** TASK TO COMPLETE **
Format all the entries below as a numbered list, with blank lines left out. Leave the pictures out of your answer.

** DATA FOR THE TASK **
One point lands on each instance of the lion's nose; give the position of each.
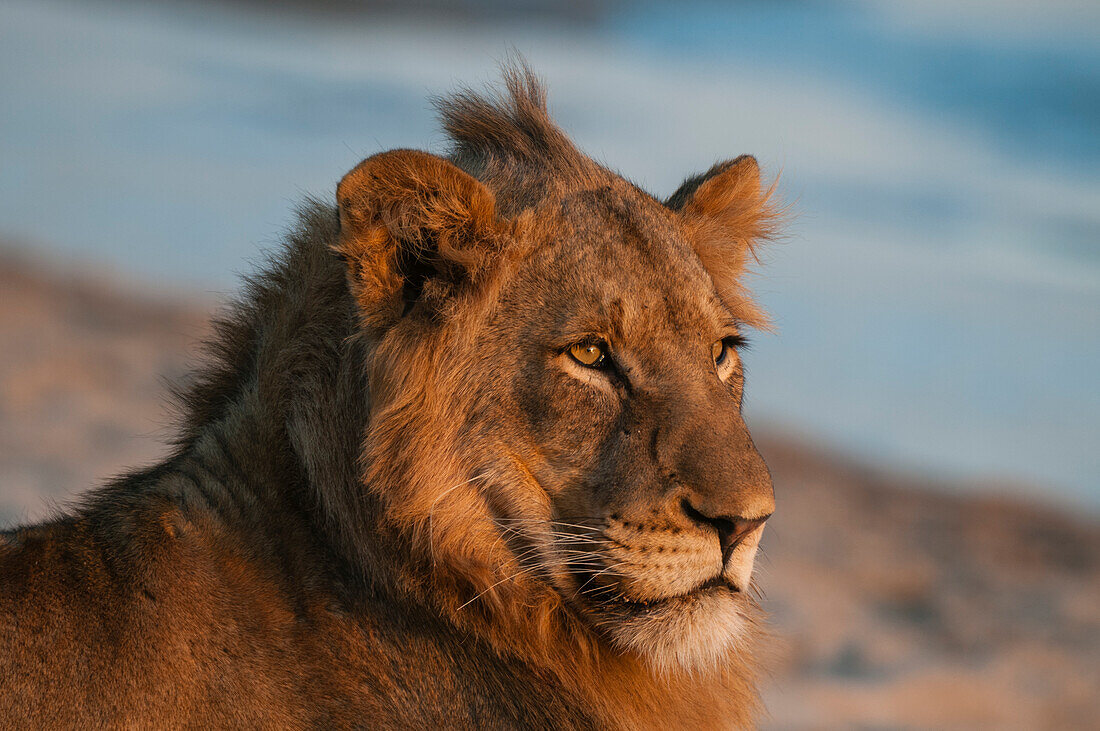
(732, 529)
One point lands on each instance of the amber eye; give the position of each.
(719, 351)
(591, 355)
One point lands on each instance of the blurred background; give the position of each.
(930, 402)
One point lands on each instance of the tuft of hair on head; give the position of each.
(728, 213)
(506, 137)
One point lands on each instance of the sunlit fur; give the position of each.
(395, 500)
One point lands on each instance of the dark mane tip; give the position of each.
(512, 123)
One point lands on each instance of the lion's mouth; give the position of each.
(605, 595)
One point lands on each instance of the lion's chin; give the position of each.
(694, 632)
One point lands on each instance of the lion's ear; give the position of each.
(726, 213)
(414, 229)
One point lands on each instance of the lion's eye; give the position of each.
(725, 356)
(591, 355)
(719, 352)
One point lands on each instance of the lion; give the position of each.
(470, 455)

** ANSWER FOR THIS EXERCISE **
1. One point lands on each instance of the lion's nose; give the position of each.
2. (732, 529)
3. One point lands on each instance of the amber eye; give the position of each.
4. (719, 351)
5. (591, 355)
6. One point lands on each instance of the blurred background; give the position of each.
7. (930, 402)
8. One point lands on each instance of the tuft of hair on head; give the position of each.
9. (728, 213)
10. (506, 137)
11. One point lands on each instance of the sunlit fur; give the position of each.
12. (395, 500)
13. One point lands on each instance of the dark mane tip; give the position of each.
14. (512, 123)
15. One point lands on each instance of the lion's mouth; give the position of each.
16. (605, 595)
17. One point lands on each instance of the lion's chin; give the position of each.
18. (694, 632)
19. One point lands on each instance of the lion's ear; give the position of each.
20. (726, 213)
21. (414, 229)
22. One point lands on each instance of the lion's eye; give the position of each.
23. (725, 356)
24. (591, 355)
25. (719, 352)
26. One point lands on each instance of the lion; give the position of each.
27. (470, 455)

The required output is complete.